- _COMPITI ASSEGNATI_:
a) Riscrivi il passo dell'estratto che comincia con le parole contenenti "Non so se la" e termina con "propri concittadini all’infinito.", sostituendo "all’infinito" con "per sempre".
b) Prosegui l'estratto dell'intervista su Siria e Iran a partire dal punto in cui si ferma.

Non so se la primavera araba potrà, alla fine, arrivare anche in Siria e rovesciare il regime di Assad, ma di una cosa sono certa: Assad non potrà continuare ad uccidere persone innocenti all’infinito. Quanti sono stati i morti, finora? Migliaia, forse centinaia di migliaia: quanto tempo ancora potrà continuare? Credo che, alla fine, Assad stesso, anche con la pressione della comunità internazionale, si renderà conto che non potrà continuare ad assassinare i propri concittadini all’infinito.

 

C’è stato chi ha paragonato Ahmadinejad ad Assad…

 

No, non sono d’accordo. Non ci sono termini di paragone, tra i due. Prima di tutto, anche se con i modi che conosciamo, Ahmadinejad è comunque un presidente eletto, a differenza di Assad, ma la vera distanza tra i due è costituita dal fatto che, mentre Assad ha potere assoluto, in Siria, Ahmadinejad deve rispondere di tute le sue azioni al Supremo Leader (durante tutta l’intervista la Esfandiari ha accennato all’ayatollah Khamenei senza mai chiamarlo per nome, ma riferendosi a lui sempre come “Supreme Leader”, ndr), che è e resta la guida religiosa e politica del paese. Ahmadinejad, al massimo, potrebbe essere accostato allo Scià, per il suo populismo, ma il vero mistero, ai miei occhi, è perché l’Iran continui ad appoggiare il regime siriano. Una volta che in Siria le elezioni avranno decretato la fine di Assad, non credo proprio che il nuovo governo siriano possa accettare di avere rapporti con un governo che era alleato di un dittatore. In questo senso, secondo me, la politica estera dell’Iran nei confronti della Siria dovrebbe cambiare.

 

Molti analisti sostengono che Israele stia preparando la guerra all’Iran…

 

Ho letto anch’io molte di queste analisi, ho sentito anch’io queste voci, ma stento a credere che un paese come Israele possa compiere un atto del genere: le conseguenze di un eventuale attacco israeliano alla Siria sarebbero orribili per tutta l’area. Una guerra che scatenerebbe la reazione non solo della stessa Siria, ma di tutti i paesi islamici, dall’Egitto alla Tunisia, dal Libano al Golfo Persico. Non credo che Israele voglia mettersi contro tutta l’area islamica, senza tener conto, poi, della minaccia nucleare iraniana.

- _BLOCCO DATI_:

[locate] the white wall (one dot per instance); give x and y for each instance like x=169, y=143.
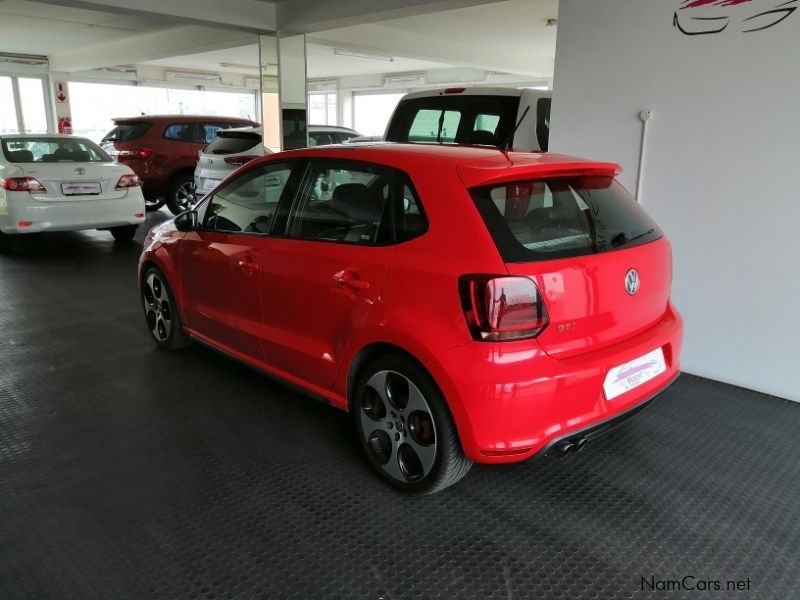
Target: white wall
x=722, y=175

- _RISPOSTE ALL'ESERCIZIO_:
a)
Non so se la primavera araba potrà, alla fine, arrivare anche in Siria e rovesciare il regime di Assad, ma di una cosa sono certa: Assad non potrà continuare ad uccidere persone innocenti per sempre. Quanti sono stati i morti, finora? Migliaia, forse centinaia di migliaia: quanto tempo ancora potrà continuare? Credo che, alla fine, Assad stesso, anche con la pressione della comunità internazionale, si renderà conto che non potrà continuare ad assassinare i propri concittadini per sempre.

b)
A proposito di atomica, la politica della mano tesa del Presidente Obama nei confronti di Ahmadinejad ha riaperto i rapporti tra gli Stati Uniti e l’Iran…

 

E’ vero. Per 33 anni i paesi non hanno avuto alcun rapporto. Il Supremo Leader non aveva alcuna intenzione di avere rapporti con gli USA. Già con l’amministrazione Bush, però, le cose erano cambiate, e gli Stati Uniti avevano fatto anche ingenti investimenti in Iran: la outstretched hand strategy di Obama, però, ha avuto il potere di far riavvicinare i due paesi, e la mediazione degli Stati Uniti può essere fondamentale nel processo di democratizzazione dell’Iran, ma anche nell’evoluzione dei rapporti con Israele, per evitare quel conflitto al quale facevamo riferimento in precedenza.

 

 

Tornando ai 105 giorni della sua prigionia, qual’è stato il momento più duro, quello che vorrebbe dimenticare?

 

Quando sei rinchiuso in una cella minuscola, e ovunque ti giri vedi solo il bianco delle pareti, l’unica cosa che puoi fare è pensare: ho in mente ogni ora, ogni minuto, ogni secondo di quei giorni. Ma il ricordo più brutto è sicuramente quello degli interrogatori. Quando mi trasferivano dalla mia cella alla stanza dove venivo interrogata venivo bendata: è una sensazione orrenda, ti senti completamente in balia dei tuoi carcerieri. Mi dicevano “vai a destra, gira a sinistra, sali, scendi”: io non vedevo nulla, solo le scarpe dei secondini, e per cogliere qualche particolare ero costretta a sollevare un po’ la benda dagli occhi, facendo attenzione che nessuno se ne accorgesse. Ecco, quella sensazione così umiliante è il ricordo che vorrei cancellare.

 

Un’ultima cosa: lei ama ancora il suo paese? Vorrebbe tornarci?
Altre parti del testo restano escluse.